[Task goal]:
Copy out the entries exactly, from the first line to the last.

[Excerpted data]:
▬▬▬▬▬▬▬▬▬▬

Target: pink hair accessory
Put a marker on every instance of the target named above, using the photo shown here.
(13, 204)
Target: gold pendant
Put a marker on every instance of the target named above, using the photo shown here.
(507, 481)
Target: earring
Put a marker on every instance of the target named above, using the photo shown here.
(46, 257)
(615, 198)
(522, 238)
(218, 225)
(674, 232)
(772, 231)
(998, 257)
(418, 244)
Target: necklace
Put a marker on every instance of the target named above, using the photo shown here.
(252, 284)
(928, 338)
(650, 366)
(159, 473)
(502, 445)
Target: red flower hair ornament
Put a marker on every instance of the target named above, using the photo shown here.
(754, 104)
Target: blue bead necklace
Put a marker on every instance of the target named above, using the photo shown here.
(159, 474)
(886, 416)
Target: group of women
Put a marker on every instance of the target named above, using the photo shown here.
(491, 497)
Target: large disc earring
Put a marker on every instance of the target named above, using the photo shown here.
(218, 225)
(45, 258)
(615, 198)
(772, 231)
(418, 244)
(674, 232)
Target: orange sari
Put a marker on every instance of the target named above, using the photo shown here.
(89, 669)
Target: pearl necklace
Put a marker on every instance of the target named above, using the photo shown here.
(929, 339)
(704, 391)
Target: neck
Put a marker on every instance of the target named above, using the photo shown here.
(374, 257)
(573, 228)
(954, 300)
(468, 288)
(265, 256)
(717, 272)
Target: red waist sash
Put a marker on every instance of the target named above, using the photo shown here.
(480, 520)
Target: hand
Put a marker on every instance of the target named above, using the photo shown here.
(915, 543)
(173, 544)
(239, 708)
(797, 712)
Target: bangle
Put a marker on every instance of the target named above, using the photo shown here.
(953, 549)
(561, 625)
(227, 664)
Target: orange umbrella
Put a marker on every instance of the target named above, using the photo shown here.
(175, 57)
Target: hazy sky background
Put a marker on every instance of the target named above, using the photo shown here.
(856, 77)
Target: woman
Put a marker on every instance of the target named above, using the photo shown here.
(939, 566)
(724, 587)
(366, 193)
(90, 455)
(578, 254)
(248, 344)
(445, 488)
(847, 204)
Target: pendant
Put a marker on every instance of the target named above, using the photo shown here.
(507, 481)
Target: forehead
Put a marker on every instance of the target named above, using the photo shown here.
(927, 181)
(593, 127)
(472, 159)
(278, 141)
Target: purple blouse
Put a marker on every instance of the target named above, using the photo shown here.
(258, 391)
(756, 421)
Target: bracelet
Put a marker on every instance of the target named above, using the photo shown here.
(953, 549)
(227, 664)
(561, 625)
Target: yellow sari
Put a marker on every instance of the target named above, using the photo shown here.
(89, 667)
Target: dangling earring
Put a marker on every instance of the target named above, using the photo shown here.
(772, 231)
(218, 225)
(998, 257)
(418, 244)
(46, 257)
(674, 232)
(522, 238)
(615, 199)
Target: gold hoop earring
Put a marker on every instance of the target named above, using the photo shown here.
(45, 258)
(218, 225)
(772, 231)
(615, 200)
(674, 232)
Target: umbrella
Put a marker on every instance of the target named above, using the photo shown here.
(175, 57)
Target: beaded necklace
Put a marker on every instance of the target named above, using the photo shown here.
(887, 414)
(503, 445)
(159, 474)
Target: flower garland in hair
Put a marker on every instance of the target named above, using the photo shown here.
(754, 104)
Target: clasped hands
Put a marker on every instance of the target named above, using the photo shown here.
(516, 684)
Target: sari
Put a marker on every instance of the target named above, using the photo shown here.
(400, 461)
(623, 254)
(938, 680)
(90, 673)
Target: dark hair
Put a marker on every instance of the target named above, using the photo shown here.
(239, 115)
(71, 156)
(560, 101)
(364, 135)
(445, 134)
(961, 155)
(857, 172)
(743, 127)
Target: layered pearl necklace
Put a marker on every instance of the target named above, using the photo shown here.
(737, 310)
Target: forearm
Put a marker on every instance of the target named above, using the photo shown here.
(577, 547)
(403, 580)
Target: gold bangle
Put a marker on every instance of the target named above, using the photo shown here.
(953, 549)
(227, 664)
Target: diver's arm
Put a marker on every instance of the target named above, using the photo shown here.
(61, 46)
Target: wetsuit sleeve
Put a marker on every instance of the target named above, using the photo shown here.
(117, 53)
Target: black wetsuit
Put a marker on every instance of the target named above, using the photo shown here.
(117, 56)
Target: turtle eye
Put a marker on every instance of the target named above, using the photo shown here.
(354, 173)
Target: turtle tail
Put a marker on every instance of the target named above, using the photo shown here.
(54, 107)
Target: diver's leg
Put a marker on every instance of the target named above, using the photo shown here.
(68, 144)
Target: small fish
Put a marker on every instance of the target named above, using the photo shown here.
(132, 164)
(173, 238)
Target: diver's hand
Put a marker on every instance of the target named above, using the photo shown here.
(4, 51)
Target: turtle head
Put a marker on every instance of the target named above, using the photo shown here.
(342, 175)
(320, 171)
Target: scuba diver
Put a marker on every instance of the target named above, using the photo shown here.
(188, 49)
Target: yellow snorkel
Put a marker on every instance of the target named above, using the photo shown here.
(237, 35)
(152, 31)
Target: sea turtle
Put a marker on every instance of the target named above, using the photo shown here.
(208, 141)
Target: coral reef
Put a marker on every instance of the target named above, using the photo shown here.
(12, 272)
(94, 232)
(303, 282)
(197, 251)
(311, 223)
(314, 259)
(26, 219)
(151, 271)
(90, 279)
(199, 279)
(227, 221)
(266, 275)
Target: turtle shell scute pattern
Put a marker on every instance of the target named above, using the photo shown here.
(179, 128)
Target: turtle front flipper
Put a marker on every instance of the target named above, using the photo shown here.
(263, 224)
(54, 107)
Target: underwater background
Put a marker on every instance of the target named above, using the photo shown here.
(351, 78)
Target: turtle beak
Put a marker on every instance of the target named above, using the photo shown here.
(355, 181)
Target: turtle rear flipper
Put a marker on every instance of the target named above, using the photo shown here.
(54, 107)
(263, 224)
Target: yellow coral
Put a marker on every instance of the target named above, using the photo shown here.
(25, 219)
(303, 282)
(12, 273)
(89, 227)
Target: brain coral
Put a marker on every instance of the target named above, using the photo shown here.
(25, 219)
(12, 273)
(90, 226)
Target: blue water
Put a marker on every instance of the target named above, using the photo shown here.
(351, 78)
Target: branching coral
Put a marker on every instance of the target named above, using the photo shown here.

▬▬▬▬▬▬▬▬▬▬

[Solution to this problem]:
Target: pink hair accessory
Put a marker on every instance of the target named above, using the photo shown here.
(13, 204)
Target: gold pendant
Put a marker on every instance of the target named above, using the photo shown here.
(507, 481)
Target: earring
Put a marker on every instance of the target named above, using the photo shown here.
(46, 257)
(615, 198)
(522, 238)
(218, 225)
(674, 232)
(772, 231)
(998, 257)
(418, 244)
Target: necklace
Put a marker on every instance of the target named above, using the photo shown here.
(252, 284)
(928, 338)
(650, 366)
(159, 473)
(502, 445)
Target: red flower hair ornament
Put a marker on every instance of the target named above, using the photo shown here.
(754, 104)
Target: blue bead necklace
Put a marker on every instance of the target named above, using the photo shown here.
(159, 474)
(886, 416)
Target: group of women
Put a marker on every instance of the target named above, using the photo shown here.
(491, 497)
Target: large disc earring
Put a marker on every instance of the target named above, using the photo shown here.
(218, 225)
(45, 258)
(615, 198)
(772, 231)
(418, 244)
(674, 232)
Target: orange sari
Put a marker on every instance of the target named above, using the photo shown here.
(89, 669)
Target: pearl necklace
Put a marker on every instance of the target named above, using the photo shown here.
(929, 339)
(704, 391)
Target: neck
Put a marker on every instance of the target named above, using the photo shown here.
(374, 257)
(573, 228)
(954, 300)
(468, 288)
(265, 256)
(717, 272)
Target: red waist sash
Put a marker on every instance of the target named above, using the photo shown here.
(480, 520)
Target: hand
Put a marker on every instance of the target named above, using the photo shown here.
(915, 543)
(173, 544)
(239, 708)
(797, 712)
Target: bangle
Put a marker on every instance of the target named above, using the photo shown here.
(953, 549)
(561, 625)
(227, 664)
Target: orange umbrella
Put a marker on every instance of the target named above, using the photo shown here.
(175, 57)
Target: hazy sky background
Put a marker on every instance of the target named above, using the photo shown here.
(856, 77)
Target: woman
Put a marker on every instance of the target named above, using the photo shown here.
(939, 566)
(724, 587)
(366, 193)
(90, 455)
(578, 254)
(248, 344)
(445, 488)
(847, 204)
Target: pendant
Put a marker on every instance of the target named above, using the photo shown here.
(507, 481)
Target: forehead
Put a marker on every instance of the target named above, using the photo shown here.
(927, 181)
(593, 127)
(472, 159)
(278, 141)
Target: purple blouse
Put a marker on every instance of the target named above, using the photo shown here.
(258, 391)
(756, 421)
Target: bracelet
Put a marker on every instance of the target named above, using the photo shown here.
(953, 549)
(227, 664)
(561, 625)
Target: yellow sari
Put a marker on every instance of the target named above, using the photo shown here.
(89, 667)
Target: dangling earring
Put a marker on every instance of the target named above, using the photo shown here.
(772, 231)
(218, 225)
(998, 257)
(418, 244)
(46, 257)
(674, 232)
(522, 238)
(615, 199)
Target: gold hoop earring
Put a marker on every instance of the target named above, using the photo shown here.
(45, 258)
(218, 225)
(772, 231)
(615, 200)
(674, 232)
Target: umbrella
Put a marker on every instance of the target named above, using the photo shown here.
(175, 57)
Target: beaded necklace
Put a marker on every instance of the target named above, using the photo shown here.
(887, 414)
(503, 445)
(159, 474)
Target: flower garland in hair
Put a marker on every instance of the target named above, using the photo shown here.
(754, 104)
Target: clasped hands
Put a marker on every instance of the target named above, using the photo shown here.
(516, 684)
Target: sari
Put a marker on every instance of the target named above, using the photo shown here.
(400, 461)
(623, 254)
(938, 680)
(90, 673)
Target: dark hair
Put a marker on every instance of the target named above, using the photo shown here.
(239, 115)
(71, 156)
(560, 101)
(364, 135)
(445, 134)
(961, 155)
(857, 172)
(743, 127)
Target: layered pearl necklace
Put a marker on every instance of the target named above, using the photo shown here.
(737, 310)
Target: forearm
Put a marker on every instance of the target named above, using the photo shown here.
(577, 547)
(403, 580)
Target: gold bangle
Put a marker on every instance of the target named above, using the photo shown here.
(953, 549)
(227, 664)
Target: diver's arm
Put a marker on every instance of the target named above, using the photo shown here.
(61, 46)
Target: wetsuit sleeve
Put a marker on every instance of the target named above, using the photo shown here.
(117, 53)
Target: black wetsuit
Put a marker on every instance of the target named above, using the photo shown here.
(117, 56)
Target: turtle eye
Put a marker on every instance of the target named above, using the photo shown here.
(354, 173)
Target: turtle tail
Put a marker on every instance of the target named above, using the photo shown here.
(54, 107)
Target: diver's leg
Put a marker on every instance of the target named above, using the photo shown here.
(68, 144)
Target: small fish
Put a marker on every instance of the target named above, using the photo shown here.
(132, 164)
(173, 238)
Target: diver's hand
Put a marker on every instance of the target named above, using the photo shown here.
(4, 51)
Target: turtle head
Put a marker on every instance of the target named above, using the photo shown here.
(342, 175)
(320, 171)
Target: scuba diver
Put a marker on every instance of the target named above, using the photo shown here.
(188, 49)
Target: yellow snorkel
Put a marker on every instance of the target named above, using the photo shown here.
(237, 35)
(152, 31)
Target: sea turtle
Put a marker on every instance of the target named above, using the photo shown here.
(208, 141)
Target: coral reef
Put a marker on every instance of the target named above, using the photo shown here.
(12, 272)
(94, 232)
(303, 282)
(197, 251)
(311, 223)
(314, 259)
(26, 219)
(151, 271)
(90, 279)
(199, 279)
(227, 221)
(266, 275)
Target: turtle shell scute pattern
Put a marker on every instance of the target named above, using the photo shown here.
(179, 128)
Target: turtle front flipper
Put a marker on every instance of the target named above, using the photo shown here.
(263, 224)
(54, 107)
Target: underwater background
Put a marker on every instance of the target named above, using the photo shown here.
(351, 78)
Target: turtle beak
Put a marker on every instance of the target named above, using the photo shown here.
(355, 181)
Target: turtle rear flipper
Put a marker on every instance of the target named above, using the photo shown here.
(54, 107)
(263, 224)
Target: yellow coral
Put a marker on every instance of the target named above, using the photo shown here.
(25, 219)
(303, 282)
(12, 273)
(89, 227)
Target: brain coral
Put a marker on every instance of the target named above, using the photo shown here.
(25, 219)
(12, 273)
(90, 226)
Target: blue water
Put a marker on every instance of the target named above, using the photo shown here.
(351, 78)
Target: branching coral
Put a marker on every instance of the target named above, using the photo shown here.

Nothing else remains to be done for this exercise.